This hatred will be still more accentuated by the economic crisis, which will stop financial transactions and all industrial life. Having organized a general economic crisis by all possible underhand means, and with the help of gold which is all in our hands, we will throw great crowds of workmen into the street, simultaneously, in all countries of Europe. These crowds will gladly shed the blood of those of whom they, in the simplicity of their ignorance, have been jealous since childhood and whose property they will then be able to loot.
They will not harm our people because we will know of the time of the attack and we will take measures to protect them.
We have persuaded others that progress will lead the Goys into a realm of reason. Our despotism will be of such a nature that it will be in a position to pacify all revolts by wise restrictions and to eliminate liberalism from all institutions.
When the people saw that they obtained concessions and license in the name of liberty, they imagined that they were the masters, and rushed into power; but like every blind person, they encountered innumerable obstacles; they rushed to seek a leader, with no thought of returning to the old one, and laid power at our feet. Remember the French Revolution, which we have called “great”; the secrets of its preparation are well known to us, for it was the work of our hands.
Since then we have carried the masses from one disappointment to another, so that they will renounce even us in favor of a despot sovereign of Zionist blood, whom we are preparing for the world.

The data:
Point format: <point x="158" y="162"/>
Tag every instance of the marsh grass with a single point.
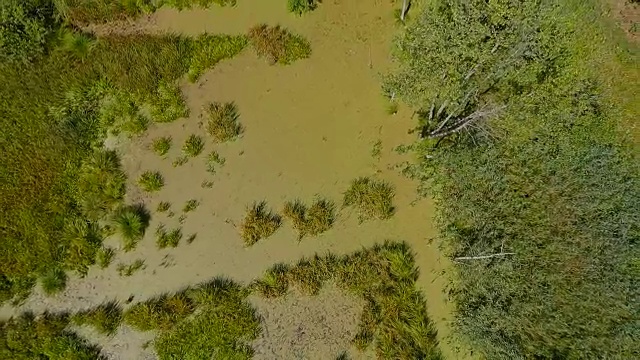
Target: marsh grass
<point x="169" y="104"/>
<point x="167" y="239"/>
<point x="193" y="146"/>
<point x="131" y="223"/>
<point x="105" y="257"/>
<point x="163" y="207"/>
<point x="105" y="318"/>
<point x="160" y="313"/>
<point x="222" y="121"/>
<point x="214" y="160"/>
<point x="53" y="281"/>
<point x="162" y="145"/>
<point x="310" y="221"/>
<point x="394" y="319"/>
<point x="127" y="270"/>
<point x="151" y="181"/>
<point x="45" y="336"/>
<point x="300" y="7"/>
<point x="278" y="45"/>
<point x="373" y="199"/>
<point x="259" y="223"/>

Actions to take:
a - Answer these from the passage, each in a few words:
(i) What does the passage say the economic crisis will stop?
(ii) Which revolution does the passage say was called "great"?
(iii) Where, after rushing to seek a leader, did the people lay power?
b - For each statement, say yes or no depending on whether it agrees with the passage, and quote the words that decide it:
(i) The crowds of workmen are to be thrown into the street in only one country.
(ii) The people, seeking a leader, thought of returning to the old one.
(iii) Others were persuaded that progress would lead into a realm of reason.
c - Pull out the part of the passage from "We have persuaded" up to and including "from all institutions.", word for word.

Exercise solutions:
a -
(i) Financial transactions and all industrial life.
(ii) The French Revolution.
(iii) At "our feet."

b -
(i) No: "simultaneously, in all countries of Europe."
(ii) No: "with no thought of returning to the old one."
(iii) Yes: "We have persuaded others that progress will lead the Goys into a realm of reason."

c -
We have persuaded others that progress will lead the Goys into a realm of reason. Our despotism will be of such a nature that it will be in a position to pacify all revolts by wise restrictions and to eliminate liberalism from all institutions.